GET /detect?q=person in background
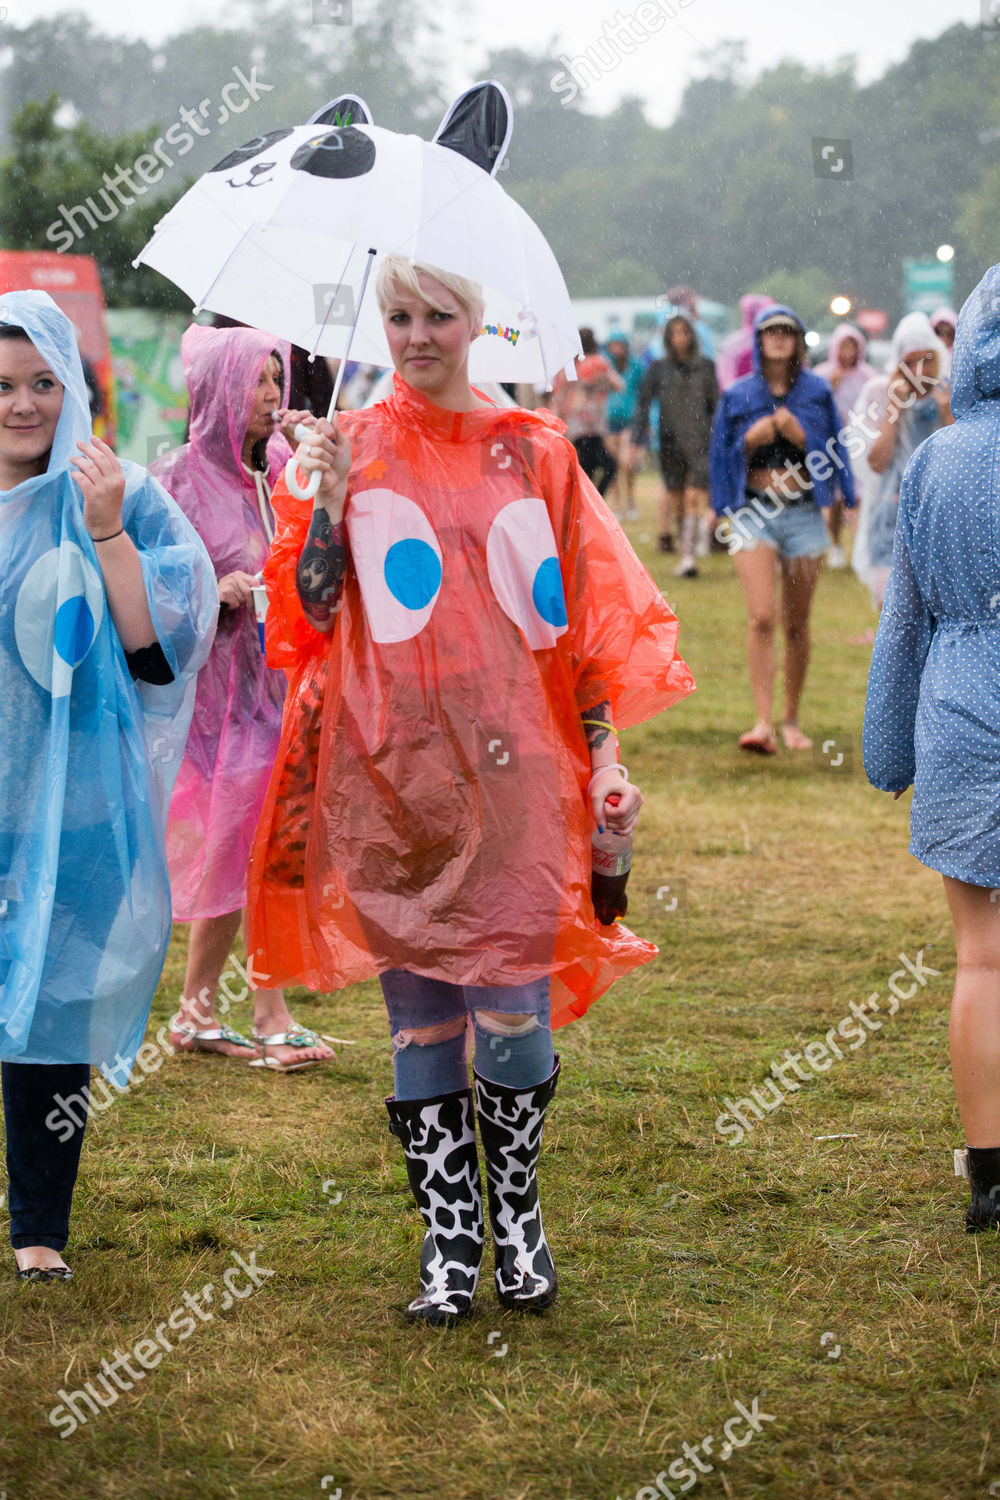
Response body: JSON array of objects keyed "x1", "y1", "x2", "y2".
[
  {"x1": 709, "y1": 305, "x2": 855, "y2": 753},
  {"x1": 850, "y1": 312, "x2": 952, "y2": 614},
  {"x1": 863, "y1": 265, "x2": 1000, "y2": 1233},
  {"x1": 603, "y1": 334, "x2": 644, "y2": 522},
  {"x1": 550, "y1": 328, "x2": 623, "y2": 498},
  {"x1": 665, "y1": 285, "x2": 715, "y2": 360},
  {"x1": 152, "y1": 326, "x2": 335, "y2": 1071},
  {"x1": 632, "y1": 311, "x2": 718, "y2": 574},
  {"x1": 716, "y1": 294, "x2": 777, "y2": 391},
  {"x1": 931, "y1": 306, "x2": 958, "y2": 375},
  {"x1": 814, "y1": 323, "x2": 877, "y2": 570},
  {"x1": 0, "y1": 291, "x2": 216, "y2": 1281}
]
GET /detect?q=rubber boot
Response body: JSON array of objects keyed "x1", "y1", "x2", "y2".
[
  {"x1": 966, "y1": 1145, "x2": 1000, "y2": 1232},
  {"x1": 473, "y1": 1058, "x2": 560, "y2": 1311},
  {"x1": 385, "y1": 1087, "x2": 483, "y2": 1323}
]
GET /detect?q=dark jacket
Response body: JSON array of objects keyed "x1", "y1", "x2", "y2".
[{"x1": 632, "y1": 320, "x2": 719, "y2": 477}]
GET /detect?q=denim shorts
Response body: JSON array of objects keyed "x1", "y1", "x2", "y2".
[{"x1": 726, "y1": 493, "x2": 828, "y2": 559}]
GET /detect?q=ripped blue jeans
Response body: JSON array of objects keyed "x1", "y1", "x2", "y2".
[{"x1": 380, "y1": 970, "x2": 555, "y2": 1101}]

WHAT IS NEEDED -
All of the entries above are to be duplicated exactly, with every image left out.

ANSWER TO THIS EXERCISE -
GET /detect?q=person in background
Response body: JSON array of objects keyed "x1", "y1", "x2", "y2".
[
  {"x1": 709, "y1": 305, "x2": 855, "y2": 753},
  {"x1": 850, "y1": 312, "x2": 952, "y2": 614},
  {"x1": 863, "y1": 265, "x2": 1000, "y2": 1233},
  {"x1": 603, "y1": 334, "x2": 644, "y2": 522},
  {"x1": 550, "y1": 328, "x2": 623, "y2": 498},
  {"x1": 665, "y1": 285, "x2": 715, "y2": 360},
  {"x1": 152, "y1": 326, "x2": 335, "y2": 1071},
  {"x1": 632, "y1": 311, "x2": 718, "y2": 574},
  {"x1": 716, "y1": 294, "x2": 777, "y2": 391},
  {"x1": 931, "y1": 306, "x2": 958, "y2": 375},
  {"x1": 814, "y1": 323, "x2": 877, "y2": 570},
  {"x1": 0, "y1": 291, "x2": 216, "y2": 1281}
]
GET /detect?q=rubber boot
Response body: JSON array of objects keyed "x1", "y1", "x2", "y2".
[
  {"x1": 966, "y1": 1145, "x2": 1000, "y2": 1232},
  {"x1": 473, "y1": 1058, "x2": 560, "y2": 1311},
  {"x1": 385, "y1": 1087, "x2": 483, "y2": 1323}
]
GET /detect?q=dark jacket
Response body: JSON array of objects keyed "x1", "y1", "x2", "y2".
[{"x1": 632, "y1": 320, "x2": 719, "y2": 477}]
GET /detect?q=denim shorts
Response body: JSON array of objects keyed "x1", "y1", "x2", "y2".
[{"x1": 726, "y1": 493, "x2": 828, "y2": 559}]
GET /detect?q=ripped blue jeans
Response body: JSON array of objects keyed "x1", "y1", "x2", "y2".
[{"x1": 380, "y1": 970, "x2": 555, "y2": 1101}]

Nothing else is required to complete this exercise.